§ **REQUIREMENT**
Every record, from first to last, should be retyped word for word.

[Saved entries]
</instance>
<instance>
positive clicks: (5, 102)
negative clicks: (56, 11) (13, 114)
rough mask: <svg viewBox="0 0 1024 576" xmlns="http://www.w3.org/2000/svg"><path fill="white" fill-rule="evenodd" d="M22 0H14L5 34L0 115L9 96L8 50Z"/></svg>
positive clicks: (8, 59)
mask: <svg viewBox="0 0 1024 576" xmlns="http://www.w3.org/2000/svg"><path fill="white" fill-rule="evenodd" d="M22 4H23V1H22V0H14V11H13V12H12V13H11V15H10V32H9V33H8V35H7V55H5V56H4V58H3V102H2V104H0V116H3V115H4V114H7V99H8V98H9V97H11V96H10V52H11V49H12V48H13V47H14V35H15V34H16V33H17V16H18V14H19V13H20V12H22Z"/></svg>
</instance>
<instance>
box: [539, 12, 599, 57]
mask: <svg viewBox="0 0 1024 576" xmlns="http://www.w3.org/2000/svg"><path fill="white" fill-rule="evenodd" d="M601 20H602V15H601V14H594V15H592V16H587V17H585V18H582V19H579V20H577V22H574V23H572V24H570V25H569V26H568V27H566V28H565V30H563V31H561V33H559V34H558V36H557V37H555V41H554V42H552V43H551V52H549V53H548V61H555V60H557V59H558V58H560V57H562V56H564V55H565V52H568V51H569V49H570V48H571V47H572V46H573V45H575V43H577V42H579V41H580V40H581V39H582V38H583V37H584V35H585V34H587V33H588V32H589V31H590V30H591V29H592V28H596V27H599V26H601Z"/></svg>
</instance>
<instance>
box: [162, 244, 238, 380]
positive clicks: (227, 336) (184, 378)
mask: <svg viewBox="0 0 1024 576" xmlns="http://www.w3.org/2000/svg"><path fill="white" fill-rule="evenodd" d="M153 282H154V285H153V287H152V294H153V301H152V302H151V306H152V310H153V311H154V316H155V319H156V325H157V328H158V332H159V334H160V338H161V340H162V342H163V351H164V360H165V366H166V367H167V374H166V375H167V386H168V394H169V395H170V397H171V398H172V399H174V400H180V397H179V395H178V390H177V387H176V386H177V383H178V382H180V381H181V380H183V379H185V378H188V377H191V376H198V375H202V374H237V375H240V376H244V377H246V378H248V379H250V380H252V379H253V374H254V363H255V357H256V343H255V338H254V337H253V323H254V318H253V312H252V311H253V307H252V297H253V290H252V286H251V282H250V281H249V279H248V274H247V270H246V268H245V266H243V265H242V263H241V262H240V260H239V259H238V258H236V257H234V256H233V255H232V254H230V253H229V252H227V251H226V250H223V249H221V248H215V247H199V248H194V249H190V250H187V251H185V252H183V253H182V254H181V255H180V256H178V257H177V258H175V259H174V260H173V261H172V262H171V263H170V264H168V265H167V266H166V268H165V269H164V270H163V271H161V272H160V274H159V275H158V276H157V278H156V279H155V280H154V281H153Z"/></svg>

§ **EXPECTED ANSWER**
</instance>
<instance>
positive clicks: (5, 102)
negative clicks: (56, 11) (13, 114)
rough mask: <svg viewBox="0 0 1024 576" xmlns="http://www.w3.org/2000/svg"><path fill="white" fill-rule="evenodd" d="M22 0H14L5 34L0 115L9 96L8 50Z"/></svg>
positive clicks: (8, 59)
mask: <svg viewBox="0 0 1024 576" xmlns="http://www.w3.org/2000/svg"><path fill="white" fill-rule="evenodd" d="M22 4H23V1H22V0H14V11H13V12H12V13H11V15H10V32H9V33H8V35H7V55H5V56H4V58H3V102H2V104H0V116H3V115H4V114H7V99H8V98H9V97H11V96H10V52H11V49H12V48H13V47H14V35H15V34H16V33H17V16H18V14H19V13H20V12H22Z"/></svg>
</instance>
<instance>
box: [539, 12, 599, 57]
mask: <svg viewBox="0 0 1024 576" xmlns="http://www.w3.org/2000/svg"><path fill="white" fill-rule="evenodd" d="M601 20H602V15H601V14H594V15H592V16H587V17H585V18H582V19H579V20H577V22H574V23H572V24H570V25H569V26H568V27H566V28H565V30H563V31H561V33H559V34H558V36H557V37H555V41H554V42H552V43H551V52H549V53H548V61H555V60H557V59H558V58H560V57H562V56H564V55H565V52H568V51H569V49H570V48H571V47H572V46H573V45H575V43H577V42H579V41H580V40H581V39H582V38H583V37H584V35H585V34H587V33H588V32H589V31H590V30H591V29H592V28H596V27H599V26H601Z"/></svg>
</instance>
<instance>
box: [162, 244, 238, 380]
positive clicks: (227, 336) (184, 378)
mask: <svg viewBox="0 0 1024 576" xmlns="http://www.w3.org/2000/svg"><path fill="white" fill-rule="evenodd" d="M153 282H154V285H153V287H152V294H153V301H152V302H151V306H152V310H153V311H154V316H155V319H156V325H157V328H158V332H159V334H160V338H161V340H162V342H163V351H164V360H165V366H166V367H167V374H166V375H167V386H168V394H169V395H170V397H171V398H172V399H174V400H180V397H179V395H178V390H177V387H176V386H177V383H178V382H180V381H181V380H183V379H185V378H188V377H191V376H198V375H202V374H237V375H240V376H244V377H246V378H248V379H250V380H252V379H253V374H254V363H255V357H256V343H255V338H254V337H253V323H254V318H253V312H252V311H253V307H252V297H253V290H252V286H251V282H250V281H249V279H248V274H247V270H246V268H245V266H243V265H242V263H241V262H240V260H239V259H238V258H236V257H234V256H233V255H232V254H230V253H229V252H227V251H226V250H223V249H221V248H215V247H199V248H194V249H190V250H187V251H185V252H183V253H182V254H181V255H180V256H178V257H177V258H175V259H174V260H173V261H172V262H171V263H170V264H168V265H167V266H166V268H165V269H164V270H163V271H161V272H160V274H159V275H158V276H157V278H156V279H155V280H154V281H153Z"/></svg>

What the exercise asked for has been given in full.